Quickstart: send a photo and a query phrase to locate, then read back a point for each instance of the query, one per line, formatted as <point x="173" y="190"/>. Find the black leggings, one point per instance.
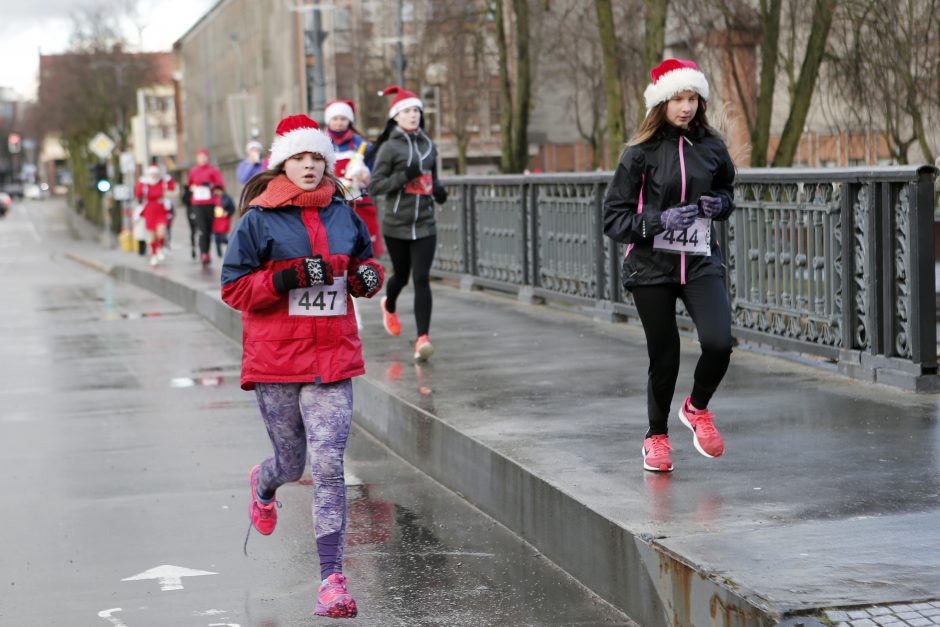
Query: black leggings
<point x="412" y="257"/>
<point x="706" y="300"/>
<point x="204" y="216"/>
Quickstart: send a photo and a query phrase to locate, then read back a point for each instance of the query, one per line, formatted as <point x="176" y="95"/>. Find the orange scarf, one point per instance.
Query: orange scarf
<point x="280" y="192"/>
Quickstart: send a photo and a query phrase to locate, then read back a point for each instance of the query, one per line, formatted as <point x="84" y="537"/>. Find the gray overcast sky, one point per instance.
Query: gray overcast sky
<point x="30" y="26"/>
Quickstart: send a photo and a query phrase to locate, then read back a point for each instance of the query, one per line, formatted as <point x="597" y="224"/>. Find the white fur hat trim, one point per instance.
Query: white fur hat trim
<point x="301" y="140"/>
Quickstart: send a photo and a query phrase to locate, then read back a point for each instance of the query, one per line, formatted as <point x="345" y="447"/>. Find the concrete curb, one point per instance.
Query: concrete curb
<point x="634" y="573"/>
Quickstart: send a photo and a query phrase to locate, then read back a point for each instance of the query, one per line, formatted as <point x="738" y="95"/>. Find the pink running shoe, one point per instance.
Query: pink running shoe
<point x="656" y="454"/>
<point x="333" y="600"/>
<point x="390" y="320"/>
<point x="706" y="438"/>
<point x="263" y="515"/>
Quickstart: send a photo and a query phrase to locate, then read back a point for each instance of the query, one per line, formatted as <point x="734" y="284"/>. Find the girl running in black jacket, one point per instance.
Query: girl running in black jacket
<point x="673" y="180"/>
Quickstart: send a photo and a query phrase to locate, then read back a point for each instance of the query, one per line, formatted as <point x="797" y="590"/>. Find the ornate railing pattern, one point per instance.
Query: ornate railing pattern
<point x="836" y="263"/>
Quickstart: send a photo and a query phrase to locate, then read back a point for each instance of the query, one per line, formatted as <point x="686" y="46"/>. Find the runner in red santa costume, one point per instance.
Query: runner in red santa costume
<point x="151" y="191"/>
<point x="351" y="166"/>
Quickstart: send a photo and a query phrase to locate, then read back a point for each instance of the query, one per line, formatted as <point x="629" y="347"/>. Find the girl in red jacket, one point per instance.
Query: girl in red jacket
<point x="294" y="261"/>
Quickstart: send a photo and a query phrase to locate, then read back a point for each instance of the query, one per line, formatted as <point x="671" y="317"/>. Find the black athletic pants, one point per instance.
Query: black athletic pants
<point x="706" y="300"/>
<point x="204" y="216"/>
<point x="412" y="257"/>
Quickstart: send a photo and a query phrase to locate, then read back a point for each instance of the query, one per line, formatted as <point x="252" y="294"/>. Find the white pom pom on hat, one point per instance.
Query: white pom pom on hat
<point x="403" y="99"/>
<point x="671" y="77"/>
<point x="296" y="134"/>
<point x="345" y="108"/>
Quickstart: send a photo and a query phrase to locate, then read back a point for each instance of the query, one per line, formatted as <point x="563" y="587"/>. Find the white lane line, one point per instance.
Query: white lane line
<point x="169" y="577"/>
<point x="106" y="614"/>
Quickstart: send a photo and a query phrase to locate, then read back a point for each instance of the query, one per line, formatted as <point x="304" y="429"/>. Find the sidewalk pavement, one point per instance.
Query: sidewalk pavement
<point x="824" y="505"/>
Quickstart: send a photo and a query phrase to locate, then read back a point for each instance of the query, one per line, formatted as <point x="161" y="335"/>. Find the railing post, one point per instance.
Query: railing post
<point x="600" y="271"/>
<point x="847" y="221"/>
<point x="923" y="297"/>
<point x="524" y="229"/>
<point x="534" y="230"/>
<point x="885" y="277"/>
<point x="472" y="232"/>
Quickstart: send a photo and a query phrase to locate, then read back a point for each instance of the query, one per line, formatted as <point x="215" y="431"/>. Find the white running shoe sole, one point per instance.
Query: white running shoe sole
<point x="688" y="423"/>
<point x="424" y="352"/>
<point x="653" y="468"/>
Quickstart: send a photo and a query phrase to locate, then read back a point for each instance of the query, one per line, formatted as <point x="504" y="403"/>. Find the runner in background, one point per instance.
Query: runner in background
<point x="202" y="177"/>
<point x="151" y="191"/>
<point x="404" y="180"/>
<point x="222" y="218"/>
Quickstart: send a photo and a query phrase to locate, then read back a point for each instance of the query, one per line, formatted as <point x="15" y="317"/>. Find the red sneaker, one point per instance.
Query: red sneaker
<point x="333" y="600"/>
<point x="263" y="515"/>
<point x="390" y="320"/>
<point x="706" y="438"/>
<point x="656" y="454"/>
<point x="423" y="348"/>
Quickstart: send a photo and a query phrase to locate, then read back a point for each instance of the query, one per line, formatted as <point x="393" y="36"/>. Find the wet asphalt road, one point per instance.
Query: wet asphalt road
<point x="125" y="444"/>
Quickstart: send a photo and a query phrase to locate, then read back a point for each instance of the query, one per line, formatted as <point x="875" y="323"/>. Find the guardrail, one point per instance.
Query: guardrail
<point x="833" y="263"/>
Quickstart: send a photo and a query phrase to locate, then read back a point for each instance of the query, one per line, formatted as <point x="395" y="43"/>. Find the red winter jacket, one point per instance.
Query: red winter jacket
<point x="204" y="177"/>
<point x="279" y="347"/>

+--

Each entry should be set down exactly, pictures excluded.

• **Result for this exercise**
Quickstart: send a photo and a query phrase to locate, then read back a point for each instance of the query, one per line, formatted as <point x="173" y="190"/>. Find the black leggings, one point per instance.
Query: black leggings
<point x="412" y="257"/>
<point x="706" y="300"/>
<point x="204" y="216"/>
Quickstart: send a photo and a query phrase to locate, then read back a point for each instance of the query, one per line, formatted as <point x="176" y="95"/>. Find the orange scarf, one point per instance.
Query: orange scarf
<point x="280" y="192"/>
Quickstart: send a photo and a query phrase to locate, then read back a point for each instance of the query, one per line, formatted as <point x="84" y="537"/>. Find the gray overcast sky, one point per instance.
Query: gray overcast sky
<point x="30" y="26"/>
Quickstart: send a photo and a query phrase to locate, then read back a point for each instance of the query, one per line, formatted as <point x="597" y="224"/>. Find the white fur hat trim, one point per instance.
Query: white fur hat trim
<point x="301" y="140"/>
Quickstart: send a photo and a query phrase to locate, then read back a point for each instance of the query, one per line, formatted as <point x="345" y="447"/>. Find the concrete curb, one point per instance.
Query: concrete curb
<point x="634" y="573"/>
Quickstart: send a photo and a query phrase to locate, then read back a point for each instance of the query, one per line, formatted as <point x="738" y="95"/>. Find the pink running shoe, one point per instance.
Query: pink running shoe
<point x="656" y="454"/>
<point x="333" y="600"/>
<point x="390" y="320"/>
<point x="706" y="438"/>
<point x="263" y="515"/>
Quickstart: send a photo and a query phrase to locate, then read back a point for each instance of the query, one per line, formatted as <point x="734" y="284"/>. Find the girl running in black jacket, one point per instance.
Query: girl running in black jacket
<point x="673" y="180"/>
Quickstart: send a photo and a query phrase to locate, then read back a point for each instance of the query, one per line, formatted as <point x="797" y="590"/>. Find the ornate railing pattern, one point per instance.
Query: ornate railing pattern
<point x="836" y="263"/>
Quickstart: send a photo and a query phrase to locate, then read back a point for each instance of the query, one per line, formatted as <point x="686" y="46"/>. Find the runner in red santa costume, one point per instance.
Query: runner in red santa costume
<point x="151" y="191"/>
<point x="351" y="166"/>
Quickstart: send a photo and a query phrase to locate, then read back a point for each instance of the query, one per line, formatted as <point x="629" y="347"/>. Find the girl in red jacket, one point per instance.
Query: girl in red jacket
<point x="294" y="261"/>
Quickstart: send a photo and a query phrase to locate, then read back a point for each instance of the query, one per line, formatted as <point x="671" y="317"/>. Find the black athletic pants, one point per instance.
Query: black athletic pants
<point x="706" y="300"/>
<point x="204" y="216"/>
<point x="412" y="257"/>
Quickstart: send a photo and a query phrase to locate, then read back a point for each instance of the query, one per line, formatted as <point x="252" y="294"/>. Find the white pom pom on hat, one point per instance.
Query: white pom pom on hat
<point x="403" y="99"/>
<point x="671" y="77"/>
<point x="296" y="134"/>
<point x="345" y="108"/>
Quickstart: send a photo and a query phrase to locate, then read back a point for each instance of the query, one per line, formatted as <point x="563" y="587"/>. Find the white lane line, one point per instance.
Query: white lane line
<point x="169" y="577"/>
<point x="106" y="614"/>
Quickstart: send a photo and a query phrase to locate, then read back a point for each instance of the query, one per line, formatted as <point x="304" y="429"/>. Find the sidewalk pavement, one point per instance.
Query: sidewalk pavement
<point x="824" y="505"/>
Quickstart: send a photo and a query phrase to locate, then read back a point for each instance of the query, one per line, formatted as <point x="161" y="335"/>. Find the railing post, one point per instance.
Query: railing post
<point x="600" y="271"/>
<point x="847" y="221"/>
<point x="923" y="297"/>
<point x="524" y="229"/>
<point x="534" y="230"/>
<point x="885" y="277"/>
<point x="472" y="232"/>
Quickstart: send a photo and a query phrase to locate, then read back a point for each instance of the query, one per line, formatted as <point x="215" y="431"/>. Find the white running shoe sole, one point per instance.
Query: white running shoe sole
<point x="688" y="423"/>
<point x="424" y="352"/>
<point x="653" y="468"/>
Quickstart: send a photo and a query phrase to locate, then read back a point for each instance of the query, one per line, formatted as <point x="504" y="403"/>. Find the runner in background, one point per instance.
Query: runner in background
<point x="202" y="177"/>
<point x="151" y="191"/>
<point x="404" y="180"/>
<point x="222" y="218"/>
Quickstart: send a photo and a query phrase to locate, then read back a point for each instance of the query, one per line, formatted as <point x="15" y="317"/>. Find the red sneaker, one point per instance.
Query: red sneaker
<point x="333" y="600"/>
<point x="263" y="515"/>
<point x="390" y="320"/>
<point x="706" y="438"/>
<point x="656" y="454"/>
<point x="423" y="348"/>
Quickstart: send a photo and a query phrase to locate, then read back a point for each instance of the query, one per line, formatted as <point x="393" y="36"/>. Find the wet asphalt road, one point per instance.
Query: wet asphalt road
<point x="125" y="444"/>
Quickstart: send a photo and a query phrase to locate, then read back a point for each instance of the query, one per line, formatted as <point x="875" y="323"/>. Find the guardrail, one point per instance.
Query: guardrail
<point x="833" y="263"/>
Quickstart: send a photo and a query phrase to locate, then read back a point for each instance of the query, one per line, formatted as <point x="395" y="43"/>. Find the red winter jacket, one point per instance.
Query: red winter jacket
<point x="204" y="177"/>
<point x="279" y="347"/>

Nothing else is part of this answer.